> [Required work]
Decide whether each of these statements agrees with the event report, answering yes or no and quoting the exact words of the report that settle it. (a) Ola Ray plays Michael's girlfriend in the Thriller video. (b) The 3D in the Thriller screening had a strong impact. (c) The after party took place downstairs in the event venue.

We then had a newly composed Blood on the Dance Floor video that incorporated the original footage of Michael singing and dancing with new footage of Cirque du Soleil’s MJ ONE cast members doing what they do so well. While I don’t understand the need for a new BOTDF video when the original is so great (see my article about it via the link here) I guess every new album release – Scream, in this case – is entitled to a new video or two. If music video shows on TV don’t want to play the classics, give them something ‘new’ that remains true to the vision of the original.
Finally it was time for Thriller 3D, with director John Landis walking on stage to introduce his masterpiece. He spoke briefly about it, and introduced some VIP attendees in the audience – the legendary SPFX/make-up artist who created Michael’s werecat character, Rick Baker (‘leave it to Rick to wear a white shirt’ Landis quipped, as Baker stood for appreciative applause against a mostly dark-clad audience) and Ola Ray, who plays Michael’s girlfriend in the video. Ola still looks stunning, and it was good to see her at the event, happy and celebrating Michael now that her financial claims against him – and subsequently his Estate – have been settled.
There was an especially interesting moment in Landis’ introduction where he expressed how he would love to get his hands on the HIStory tour footage and edit that into a special. My ears pricked up at this, as HIStory is my favourite of Michael’s tours. If it was wishful thinking on John’s part, I hoped Michael’s Estate were listening and taking note.
Every seat in the theatre had been equipped with 3D glasses in preparation for the screening of Thriller, and while the impact of the 3D was minimal, the impact of the video, and especially the dance sequences on the big screen, was quite the opposite. Like Ghosts, the cinematic quality of Thriller was clearly evident when projected in the larger-than-life format for the cinema screen.
After the cheers and applause following the show, we stood and talked in groups in the theatre, awaiting the bulk of the crowd to file out and on to the after party in the event venue upstairs. When we got there, DJ Steve Aoki was pumping out thumping dance mixes of MJ tracks to a back-drop of swirling lights, while high up on the walls, footage of Michael’s videos relevant to the Scream album were played in constant rotation.
The VIPs had their own roped off area, but did not restrict themselves to the space – it was just somewhere to which they could retreat when the press of the crowd became too exhausting – which it was at times.
As reported in the media (and sighted by yours truly) Joseph and Jackie Jackson were in attendance, and well-known MJ impersonator Carlo Reilly made himself available for fan photos and joined Aoki on the stage for one number.
There was free food and drink – and no sign of the action, or the energy, slacking for the majority of the fans who were revelling in the celebrations. That was the important aspect of the night – it was a CELEBRATION of Michael Jackson.

> [Data]

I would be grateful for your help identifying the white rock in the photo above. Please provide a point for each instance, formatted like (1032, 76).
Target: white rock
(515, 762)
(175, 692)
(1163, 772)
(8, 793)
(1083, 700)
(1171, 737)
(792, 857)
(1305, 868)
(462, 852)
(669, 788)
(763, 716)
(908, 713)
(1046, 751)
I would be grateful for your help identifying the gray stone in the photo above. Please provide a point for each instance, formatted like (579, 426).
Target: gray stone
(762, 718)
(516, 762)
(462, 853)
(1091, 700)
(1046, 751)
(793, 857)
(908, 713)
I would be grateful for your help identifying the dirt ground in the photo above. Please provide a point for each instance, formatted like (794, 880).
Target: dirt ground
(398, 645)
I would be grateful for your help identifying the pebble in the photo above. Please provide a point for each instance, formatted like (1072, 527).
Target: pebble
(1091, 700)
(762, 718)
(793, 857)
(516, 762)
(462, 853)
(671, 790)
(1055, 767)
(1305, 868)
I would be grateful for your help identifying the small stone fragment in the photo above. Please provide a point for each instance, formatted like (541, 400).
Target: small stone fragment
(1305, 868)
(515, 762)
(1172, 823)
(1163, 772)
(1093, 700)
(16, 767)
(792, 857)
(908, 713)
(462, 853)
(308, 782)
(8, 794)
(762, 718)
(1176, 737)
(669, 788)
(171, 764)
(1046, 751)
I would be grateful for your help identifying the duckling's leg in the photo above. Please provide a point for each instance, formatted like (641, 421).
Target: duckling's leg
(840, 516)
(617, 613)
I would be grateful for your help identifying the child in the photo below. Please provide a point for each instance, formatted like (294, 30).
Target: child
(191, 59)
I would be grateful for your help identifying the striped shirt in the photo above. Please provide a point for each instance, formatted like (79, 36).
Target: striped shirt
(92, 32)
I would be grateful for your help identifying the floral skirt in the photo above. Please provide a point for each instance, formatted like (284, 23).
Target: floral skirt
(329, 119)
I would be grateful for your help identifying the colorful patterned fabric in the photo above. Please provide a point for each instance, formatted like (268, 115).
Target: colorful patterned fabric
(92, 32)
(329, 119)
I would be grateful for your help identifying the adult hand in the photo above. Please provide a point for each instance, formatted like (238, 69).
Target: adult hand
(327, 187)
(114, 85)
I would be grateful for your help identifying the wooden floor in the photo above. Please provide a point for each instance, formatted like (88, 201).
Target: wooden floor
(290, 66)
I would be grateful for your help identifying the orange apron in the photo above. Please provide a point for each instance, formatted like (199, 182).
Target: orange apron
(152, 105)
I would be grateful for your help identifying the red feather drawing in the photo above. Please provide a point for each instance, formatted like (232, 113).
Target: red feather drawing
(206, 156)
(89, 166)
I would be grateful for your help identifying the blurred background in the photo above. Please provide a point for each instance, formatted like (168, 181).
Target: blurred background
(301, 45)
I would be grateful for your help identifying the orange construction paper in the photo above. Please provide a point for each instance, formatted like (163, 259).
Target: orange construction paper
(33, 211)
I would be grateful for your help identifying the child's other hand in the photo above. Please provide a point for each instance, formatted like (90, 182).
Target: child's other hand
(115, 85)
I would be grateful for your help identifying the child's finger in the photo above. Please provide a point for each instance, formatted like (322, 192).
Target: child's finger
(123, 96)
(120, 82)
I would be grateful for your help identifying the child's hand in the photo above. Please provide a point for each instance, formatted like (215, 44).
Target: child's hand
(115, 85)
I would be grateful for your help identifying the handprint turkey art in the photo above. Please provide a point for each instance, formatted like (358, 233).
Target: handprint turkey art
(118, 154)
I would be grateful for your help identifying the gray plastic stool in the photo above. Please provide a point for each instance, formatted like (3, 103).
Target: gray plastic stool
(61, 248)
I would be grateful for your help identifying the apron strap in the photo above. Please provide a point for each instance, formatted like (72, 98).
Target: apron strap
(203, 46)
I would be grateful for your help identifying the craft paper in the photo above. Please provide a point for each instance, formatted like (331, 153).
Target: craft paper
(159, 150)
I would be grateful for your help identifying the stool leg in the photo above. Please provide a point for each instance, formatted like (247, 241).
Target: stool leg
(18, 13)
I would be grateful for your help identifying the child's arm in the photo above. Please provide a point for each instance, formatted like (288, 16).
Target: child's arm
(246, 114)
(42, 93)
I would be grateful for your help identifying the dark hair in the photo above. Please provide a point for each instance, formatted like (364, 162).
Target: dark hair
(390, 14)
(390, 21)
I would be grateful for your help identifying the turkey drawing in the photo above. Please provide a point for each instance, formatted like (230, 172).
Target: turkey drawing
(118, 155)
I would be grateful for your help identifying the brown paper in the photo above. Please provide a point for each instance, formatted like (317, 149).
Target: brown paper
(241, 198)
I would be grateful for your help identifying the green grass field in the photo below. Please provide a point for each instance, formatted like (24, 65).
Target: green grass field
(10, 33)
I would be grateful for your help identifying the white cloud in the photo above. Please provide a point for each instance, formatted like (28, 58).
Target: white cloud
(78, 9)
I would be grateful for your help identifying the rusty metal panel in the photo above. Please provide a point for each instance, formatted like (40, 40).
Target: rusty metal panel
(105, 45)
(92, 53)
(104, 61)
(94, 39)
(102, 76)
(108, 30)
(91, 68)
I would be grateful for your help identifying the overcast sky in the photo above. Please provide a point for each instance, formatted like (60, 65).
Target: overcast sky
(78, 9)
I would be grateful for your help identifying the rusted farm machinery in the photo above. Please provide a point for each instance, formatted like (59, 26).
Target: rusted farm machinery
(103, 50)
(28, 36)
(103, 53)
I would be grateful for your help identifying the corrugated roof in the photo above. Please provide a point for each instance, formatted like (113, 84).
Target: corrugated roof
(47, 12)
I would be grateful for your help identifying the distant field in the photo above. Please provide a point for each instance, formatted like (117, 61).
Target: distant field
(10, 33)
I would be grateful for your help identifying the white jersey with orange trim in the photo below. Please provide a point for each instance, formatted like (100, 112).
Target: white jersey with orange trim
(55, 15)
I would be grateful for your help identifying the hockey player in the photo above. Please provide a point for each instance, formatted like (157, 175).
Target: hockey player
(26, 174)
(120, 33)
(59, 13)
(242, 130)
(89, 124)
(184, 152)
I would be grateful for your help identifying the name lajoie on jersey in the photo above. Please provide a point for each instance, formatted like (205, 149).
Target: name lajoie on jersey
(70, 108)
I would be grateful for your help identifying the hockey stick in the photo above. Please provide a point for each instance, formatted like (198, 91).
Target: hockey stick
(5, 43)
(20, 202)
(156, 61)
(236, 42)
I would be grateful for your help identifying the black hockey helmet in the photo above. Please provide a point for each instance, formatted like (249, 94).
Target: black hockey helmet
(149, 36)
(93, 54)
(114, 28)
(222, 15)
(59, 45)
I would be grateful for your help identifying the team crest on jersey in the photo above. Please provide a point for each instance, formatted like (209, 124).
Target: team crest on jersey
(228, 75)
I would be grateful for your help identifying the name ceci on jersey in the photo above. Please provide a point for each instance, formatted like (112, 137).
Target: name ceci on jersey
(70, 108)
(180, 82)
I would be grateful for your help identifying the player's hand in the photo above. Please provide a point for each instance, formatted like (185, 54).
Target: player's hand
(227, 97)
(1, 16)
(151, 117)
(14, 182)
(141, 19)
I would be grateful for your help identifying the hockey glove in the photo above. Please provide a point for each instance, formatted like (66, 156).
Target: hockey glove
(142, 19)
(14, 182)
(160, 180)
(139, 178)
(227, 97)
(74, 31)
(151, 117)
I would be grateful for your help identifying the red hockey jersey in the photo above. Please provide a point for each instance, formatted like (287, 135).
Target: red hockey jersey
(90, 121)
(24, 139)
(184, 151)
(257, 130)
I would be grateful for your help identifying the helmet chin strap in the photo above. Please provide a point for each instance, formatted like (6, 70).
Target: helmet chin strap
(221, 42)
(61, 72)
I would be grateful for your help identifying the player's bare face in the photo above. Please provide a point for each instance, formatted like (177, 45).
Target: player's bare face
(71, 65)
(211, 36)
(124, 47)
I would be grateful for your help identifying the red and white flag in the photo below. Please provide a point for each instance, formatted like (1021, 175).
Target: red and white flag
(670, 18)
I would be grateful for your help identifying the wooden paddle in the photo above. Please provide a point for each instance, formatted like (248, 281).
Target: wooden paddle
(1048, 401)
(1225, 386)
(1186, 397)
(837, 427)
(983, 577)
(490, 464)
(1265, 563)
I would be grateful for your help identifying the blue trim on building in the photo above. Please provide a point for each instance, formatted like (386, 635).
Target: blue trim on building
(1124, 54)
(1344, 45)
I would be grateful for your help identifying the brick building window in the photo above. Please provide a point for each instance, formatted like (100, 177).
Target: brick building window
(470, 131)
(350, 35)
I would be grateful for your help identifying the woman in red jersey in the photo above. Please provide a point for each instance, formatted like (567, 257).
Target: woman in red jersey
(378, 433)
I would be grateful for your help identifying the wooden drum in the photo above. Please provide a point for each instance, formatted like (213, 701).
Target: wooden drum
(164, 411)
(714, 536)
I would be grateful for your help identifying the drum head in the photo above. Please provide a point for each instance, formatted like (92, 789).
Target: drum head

> [Finished exercise]
(a) Yes: "Ola Ray, who plays Michael’s girlfriend in the video"
(b) No: "while the impact of the 3D was minimal"
(c) No: "on to the after party in the event venue upstairs"